So just after this year’s festival was over I packed all my worldly belongings into boxes and moved out west. And here I am. Sitting in the garden room, looking out onto the garden and across the Clyde Valley. The clouds are just beginning to blow in, and the trees are starting to lose their lush green. Autumn is definitely in the air. So it’s most definitely the season for warming soups.

After yesterday’s smooth carrot soup, I wanted something chunkier today. And I had a hankering for pearl barley. This the perfect soup for using up whatever veg need to be used. Today it was turnip, carrot, potato and leeks. Oh and savoy cabbage, which didn’t really NEED to be used, but I wanted it.

Anyways, here goes, another simple recipe to see you through the Autumn and Winter.

Vegetable broth with croutons

Vegetable broth

  • A splash of oil, or a smudge of butter
  • A couple of leeks, washed of dirt, then sliced finely
  • A carrot, peeled and cut into small chunks
  • A medium potato, peeled and cut into the same size(ish) chunks
  • Turnip, peeled and cut into the same size chunks – I used a piece about the same size as the potato, maybe slightly larger
  • A handful of pearl barley
  • 1 1/2 stock cubes (veg, lamb or beef work well)
  • A few big outside leaves of savoy cabbage, the central spine removed and sliced finely
  • Parsley
  1. Put the oil/butter in the bottom of a large heavy based pan over a medium/low heat
  2. Put a kettle of water on to boil at this stage
  3. Add the leeks, the carrot, the potato, the turnip. Just add them as you chop them up, they don’t all need to go in at once
  4. Sweat the veg for a few minutes, stirring to stop them from sticking/burning
  5. Add the pearl barley and stir
  6. Add a good few grinds of black pepper and the stock cubes and a wee bit of water, just to wet the pan, and cook for a further minute or two
  7. Add the kettleful of water, stir, and bring back to the boil
  8. Simmer for about an hour, till the whole thing is looking thick and gloopy and the barley is soft
  9. Add the savoy cabbage and cook for a further 5 minutes or so
  10. Serve with a sprinkling of chopped parsley. It doesn’t need croutons, but I couldn’t resist them.

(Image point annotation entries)

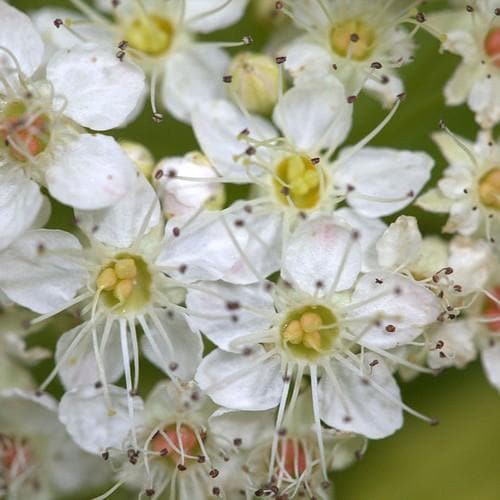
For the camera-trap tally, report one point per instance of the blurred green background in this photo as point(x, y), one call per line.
point(458, 459)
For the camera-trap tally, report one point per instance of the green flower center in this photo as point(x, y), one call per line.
point(352, 37)
point(309, 331)
point(125, 284)
point(24, 133)
point(150, 34)
point(300, 182)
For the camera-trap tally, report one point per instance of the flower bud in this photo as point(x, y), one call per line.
point(255, 81)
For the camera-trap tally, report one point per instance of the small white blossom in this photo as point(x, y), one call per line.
point(473, 32)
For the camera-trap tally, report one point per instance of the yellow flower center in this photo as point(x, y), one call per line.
point(352, 37)
point(23, 133)
point(125, 284)
point(150, 34)
point(309, 331)
point(489, 188)
point(300, 182)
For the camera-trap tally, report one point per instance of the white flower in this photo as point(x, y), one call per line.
point(41, 121)
point(361, 42)
point(293, 175)
point(296, 466)
point(38, 460)
point(15, 357)
point(402, 248)
point(325, 320)
point(184, 198)
point(186, 445)
point(159, 36)
point(474, 34)
point(117, 281)
point(470, 187)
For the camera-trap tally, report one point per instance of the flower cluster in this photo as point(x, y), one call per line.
point(279, 320)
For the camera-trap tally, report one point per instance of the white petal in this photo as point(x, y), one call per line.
point(458, 348)
point(90, 172)
point(314, 115)
point(381, 181)
point(193, 76)
point(20, 203)
point(39, 276)
point(450, 149)
point(80, 368)
point(203, 250)
point(182, 352)
point(472, 261)
point(371, 413)
point(321, 254)
point(101, 91)
point(84, 413)
point(217, 125)
point(205, 16)
point(490, 357)
point(369, 231)
point(241, 381)
point(262, 251)
point(120, 225)
point(18, 35)
point(434, 201)
point(393, 312)
point(307, 60)
point(400, 244)
point(220, 312)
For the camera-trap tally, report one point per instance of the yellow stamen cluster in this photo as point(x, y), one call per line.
point(305, 331)
point(151, 34)
point(352, 38)
point(119, 279)
point(300, 181)
point(489, 188)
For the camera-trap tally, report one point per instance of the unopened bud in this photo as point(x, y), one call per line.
point(255, 81)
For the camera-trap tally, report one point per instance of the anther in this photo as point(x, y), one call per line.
point(157, 117)
point(420, 17)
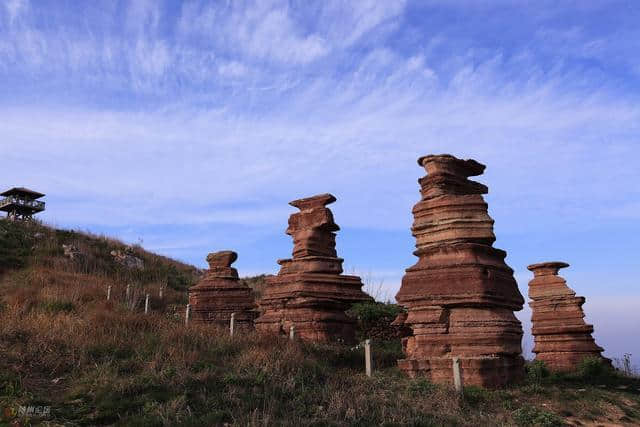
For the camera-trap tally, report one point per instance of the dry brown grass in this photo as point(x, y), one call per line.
point(98, 362)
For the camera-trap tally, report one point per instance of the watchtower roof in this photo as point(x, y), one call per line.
point(16, 191)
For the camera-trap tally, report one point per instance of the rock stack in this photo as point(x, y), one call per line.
point(562, 338)
point(309, 292)
point(219, 293)
point(460, 295)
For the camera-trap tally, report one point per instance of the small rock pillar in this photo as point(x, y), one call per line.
point(562, 338)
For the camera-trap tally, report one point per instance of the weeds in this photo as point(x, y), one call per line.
point(99, 362)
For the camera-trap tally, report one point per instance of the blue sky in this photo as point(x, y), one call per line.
point(190, 125)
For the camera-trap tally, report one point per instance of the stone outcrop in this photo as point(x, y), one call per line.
point(460, 295)
point(220, 293)
point(562, 338)
point(71, 251)
point(128, 259)
point(309, 292)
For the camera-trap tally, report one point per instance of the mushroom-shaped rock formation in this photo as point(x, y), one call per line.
point(219, 293)
point(562, 338)
point(460, 295)
point(309, 292)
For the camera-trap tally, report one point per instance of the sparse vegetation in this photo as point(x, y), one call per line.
point(99, 362)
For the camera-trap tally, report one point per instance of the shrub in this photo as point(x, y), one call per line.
point(537, 372)
point(374, 320)
point(594, 369)
point(16, 243)
point(532, 416)
point(57, 306)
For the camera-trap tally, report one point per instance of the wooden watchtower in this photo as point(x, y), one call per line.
point(21, 203)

Problem A – In the vegetable broth text, which vegetables does the writer say went into today's soup, counting the one added even though it "didn't really NEED to be used"?
Problem B – Pick up the vegetable broth recipe text after its final sentence and keep writing it.

Output A – Turnip, carrot, potato, leeks, and savoy cabbage.

Output B –
If you have any bay leaves throw one or two in while it’s simmering, and if you have celery in the fridge, then cut some up and add it all in with the other veg. Somehow, I never seem to have any celery around though.

Croutons

  • Whatever’s left of an old loaf of bread
  • Olive oil
  • Celery salt
  • Black pepper
  • Herbs and Spices (I have a harissa style spice mix, with chilli, garlic, coriander and who knows what else)
  1. Cut the bread into thick slices. Then cut each slice into long batons. Then cut each baton into chunks. They don’t need to be precisely the same size, but it’s best if they are similar sized chunks
  2. In a big bowl, pour some oil around the sides of the bowl so it dribbles down into the bottom of the bowl. You don’t need a lot, but enough that the inside of the bowl is coated in a thin film of oil
  3. Now sprinkle in your chosen flavours – I grind lots of black pepper, then a sprinkle or two of celery salt, followed by a good skoosh or the harissa spice mix
  4. Now through in the bread chunks and gently mix it all around. A
    good squidgy spatula is the best implement for this. What you’re trying to do is to give all the bits of bread a chance of absorbing a wee bit of the flavoured oil. The chunks should not all look soaked in oil, although some of them might. But really, you’re trying to make this with as little oil as you need
  5. Pour the coated bread into a baking tray and pop in a very low oven
  6. I leave it for about 45 mins in an oven at gas mark 2. But this is not a precise recipe – check on the croutons and take them out when they are ready – they will have taken on a slightly golden colour and will be slightly crispy (they crisp up a bit more as they cool down).
  7. Sprinkle in your bowl of soup, or serve them in a pretty bowl so people can help themselves. If you have any left keep them in an airtight tub for a few days.

Please don’t use good fresh bread for these – the bread will be much nicer just served in chunks with the soup. But if you have the heel of a loaf left, just take 5 minutes to make these and then you’ll have them ready for next time you have soup (which surely won’t be long away).

Carrot soup

20 Sep

I say ‘carrot soup’ but really this could be any root veg soup. But seriously this is the easiest thing in the world to make. If you can cut with a knife you can make this soup.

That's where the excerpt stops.